本文:
◆ ◆ ◆ ◆ ◆ ◆ ◆

なお、この取り組みの実施により、10分間補助エンジンの使用を減らし、エネルギー効率の良い地上電源に切り替えることができた場合、次のとおり環境効果が期待できます。(以下略)」とホームページにも出てきました。

 

ちょっと溜息をつきました。本気で?  マジで? そう思っていらっしゃるのでしょうか? でも一理あります。

 

そのうち、機内読書灯の使用も、機内の温度上昇につながり電気代の増加にもなるので「使用停止」にいたします……とならなければいいのですが。企業によっては、法律で定められている「検査」を勝手に省略して、自社の「持続的成長」に邁進しようとして処分を受けたところもありましたでしょうか? そんな我田引水は許されませんが、JALなどの姿勢は立派ではないでしょうか?

◆ ◆ ◆ ◆ ◆ ◆ ◆

課題の説明:
上の文章で、始まりと終わりの両方のかぎかっこ「」でくくられている語句を、出てくる順にすべて書き出してください。

◆ ◆ ◆ ◆ ◆ ◆ ◆

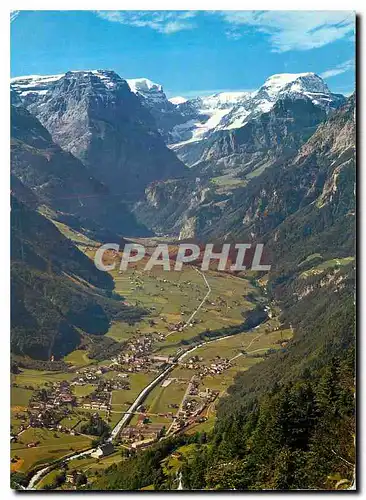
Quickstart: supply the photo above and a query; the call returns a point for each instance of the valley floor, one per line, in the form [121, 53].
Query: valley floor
[188, 313]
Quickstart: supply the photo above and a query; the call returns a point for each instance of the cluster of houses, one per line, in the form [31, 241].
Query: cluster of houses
[216, 367]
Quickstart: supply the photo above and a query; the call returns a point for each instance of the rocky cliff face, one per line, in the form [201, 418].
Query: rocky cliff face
[153, 98]
[231, 159]
[95, 116]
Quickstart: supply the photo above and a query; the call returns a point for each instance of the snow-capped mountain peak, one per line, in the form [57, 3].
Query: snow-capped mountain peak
[143, 85]
[293, 82]
[177, 100]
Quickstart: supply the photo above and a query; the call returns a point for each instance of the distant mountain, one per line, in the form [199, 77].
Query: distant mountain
[152, 97]
[60, 181]
[277, 87]
[95, 116]
[32, 88]
[238, 109]
[56, 291]
[228, 160]
[203, 115]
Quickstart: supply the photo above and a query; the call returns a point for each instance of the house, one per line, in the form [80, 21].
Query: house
[103, 450]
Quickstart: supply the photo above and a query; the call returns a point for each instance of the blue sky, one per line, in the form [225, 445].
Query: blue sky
[188, 52]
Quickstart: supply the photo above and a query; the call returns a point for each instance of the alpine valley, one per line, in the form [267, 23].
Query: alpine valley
[161, 380]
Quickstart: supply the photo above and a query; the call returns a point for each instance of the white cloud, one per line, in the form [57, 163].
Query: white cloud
[339, 69]
[162, 21]
[296, 30]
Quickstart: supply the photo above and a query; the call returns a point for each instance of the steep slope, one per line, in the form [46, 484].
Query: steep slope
[288, 423]
[203, 115]
[266, 142]
[317, 183]
[95, 116]
[279, 87]
[56, 291]
[62, 182]
[153, 98]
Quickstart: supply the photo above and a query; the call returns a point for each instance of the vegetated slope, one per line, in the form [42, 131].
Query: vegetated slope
[288, 422]
[56, 291]
[62, 182]
[95, 116]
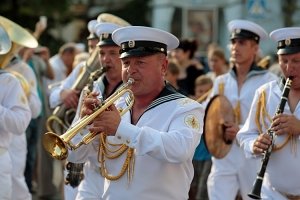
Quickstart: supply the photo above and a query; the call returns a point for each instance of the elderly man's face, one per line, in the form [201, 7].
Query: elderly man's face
[147, 71]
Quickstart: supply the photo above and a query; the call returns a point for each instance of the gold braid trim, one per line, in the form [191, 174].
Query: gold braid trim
[105, 153]
[262, 115]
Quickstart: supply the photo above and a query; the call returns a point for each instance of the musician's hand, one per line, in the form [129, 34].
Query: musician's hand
[261, 144]
[70, 97]
[107, 122]
[231, 130]
[286, 124]
[90, 102]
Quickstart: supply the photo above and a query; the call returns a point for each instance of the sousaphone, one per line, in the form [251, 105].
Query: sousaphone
[218, 114]
[19, 37]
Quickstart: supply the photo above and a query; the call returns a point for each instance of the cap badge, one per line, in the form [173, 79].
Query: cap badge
[131, 43]
[287, 42]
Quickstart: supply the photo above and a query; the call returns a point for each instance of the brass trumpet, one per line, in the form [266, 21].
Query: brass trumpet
[57, 146]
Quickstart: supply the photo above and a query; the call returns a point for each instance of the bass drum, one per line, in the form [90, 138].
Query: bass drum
[218, 113]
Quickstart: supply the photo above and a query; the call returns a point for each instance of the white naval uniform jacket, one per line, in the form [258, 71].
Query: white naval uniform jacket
[54, 99]
[164, 140]
[27, 72]
[282, 171]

◆ ◆ ◆ ◆ ◆ ◆ ◆

この課題の答え:
使用停止
検査
持続的成長